Through events like "How to Fight a Leftist" and on-campus debates, political groups hope to set an example of bipartisanship


Turning Point USA Vice President and ASU senior, Karan Shukla, presents an event aimed to teach those in attendance how to "fight a leftist" in Tempe, Arizona, on Wednesday, Sept. 19, 2018.

Ahead of the midterm elections, the divide between political parties has deepened with all sides increasing their attacks on one another. But on campus, the story is different. 

Polarization between political groups across the nation has reached a peak, but political clubs on campus are attempting to combat the nation’s divide and increase bipartisanship with events to spur productive and civil debate.

With the election of Donald Trump, some historians are worried that we’re currently witnessing potentially dangerous public and political discourse. A Pew Research Center study in May 2018 showed that few Americans experience respectful conversations surrounding politics.

- [Data rows]:
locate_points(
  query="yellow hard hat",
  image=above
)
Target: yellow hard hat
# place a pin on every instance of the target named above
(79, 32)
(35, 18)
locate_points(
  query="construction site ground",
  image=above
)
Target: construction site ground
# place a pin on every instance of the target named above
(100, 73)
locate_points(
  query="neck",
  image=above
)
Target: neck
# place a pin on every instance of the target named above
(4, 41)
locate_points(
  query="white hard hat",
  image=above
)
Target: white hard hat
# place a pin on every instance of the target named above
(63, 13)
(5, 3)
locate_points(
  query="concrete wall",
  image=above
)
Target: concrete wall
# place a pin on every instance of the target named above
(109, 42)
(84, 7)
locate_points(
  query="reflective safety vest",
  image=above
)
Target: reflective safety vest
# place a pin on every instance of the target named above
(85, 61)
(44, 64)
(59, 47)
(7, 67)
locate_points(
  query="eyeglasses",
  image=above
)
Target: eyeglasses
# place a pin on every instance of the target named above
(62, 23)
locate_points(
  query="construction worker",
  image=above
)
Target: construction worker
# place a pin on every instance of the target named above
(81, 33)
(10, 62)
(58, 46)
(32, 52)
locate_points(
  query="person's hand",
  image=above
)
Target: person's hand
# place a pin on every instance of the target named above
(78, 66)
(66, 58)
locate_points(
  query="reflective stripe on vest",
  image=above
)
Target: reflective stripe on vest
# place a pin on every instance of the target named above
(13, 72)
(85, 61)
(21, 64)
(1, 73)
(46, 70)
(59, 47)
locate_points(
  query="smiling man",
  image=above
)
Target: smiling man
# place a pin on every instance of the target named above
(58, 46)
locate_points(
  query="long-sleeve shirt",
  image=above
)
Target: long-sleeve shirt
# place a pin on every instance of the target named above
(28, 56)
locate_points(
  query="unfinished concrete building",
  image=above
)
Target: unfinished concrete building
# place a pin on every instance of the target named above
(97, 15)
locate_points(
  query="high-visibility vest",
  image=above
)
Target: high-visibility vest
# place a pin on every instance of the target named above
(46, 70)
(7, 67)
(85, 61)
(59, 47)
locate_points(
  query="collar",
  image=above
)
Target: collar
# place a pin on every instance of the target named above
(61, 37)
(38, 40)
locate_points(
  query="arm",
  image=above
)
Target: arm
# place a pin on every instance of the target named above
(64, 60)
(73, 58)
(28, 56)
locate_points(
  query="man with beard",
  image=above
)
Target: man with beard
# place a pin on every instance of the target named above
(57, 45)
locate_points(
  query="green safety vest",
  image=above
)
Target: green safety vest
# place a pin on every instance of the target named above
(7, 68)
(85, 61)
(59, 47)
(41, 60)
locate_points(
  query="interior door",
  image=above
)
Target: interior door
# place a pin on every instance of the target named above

- [Task requirements]:
**a.** In the article on campus political clubs, what did the May 2018 Pew Research Center study show?
**b.** Carry on with the article on campus political clubs from the point where it stops.
The lines above are not needed for this work.

- [Answers per task]:
**a.** It showed that few Americans experience respectful conversations surrounding politics.

**b.**
Only a quarter say 'tone of debate among political leaders in respectful'

The Chairperson of the Arizona Federation of College Republicans, Judah Waxelbaum, said that the groups' discourse with the Democrats on campus is one of respect and diplomacy. 

“The ASU College Republicans and (Young Democrats at ASU) have a great relationship," Waxelbaum said. "We talk to them on a regular basis, and for the last several years we’ve hosted a bipartisanship Halloween party with them. The state in that aspect is not like the national scale when it comes to the political discourse. We have a great relationship with them and in that aspect, I believe we should be like that as a nation.” 

One of the ways that clubs are trying to come together is having events on how to politely debate opposing views. 

On Wednesday, Turning Point USA hosted an event on “How to Fight a Leftist,” where they discussed how conservatives can have civilized debate with liberals. They suggested listening and acknowledging the sides' opinion without resorting to attacks. One of their takeaway points was that despite your demographic or party, it's OK to have opposing views. 

Vice president of the Turning Point USA ASU chapter and senior marketing major, Karan Shukla, spearheaded the presentation and said he hoped that he gave his members the right tools to have a constructive debate. 

Shukla said he wanted the event to give people the tools needed to have constructive debates instead of fighting, contrary to the events name.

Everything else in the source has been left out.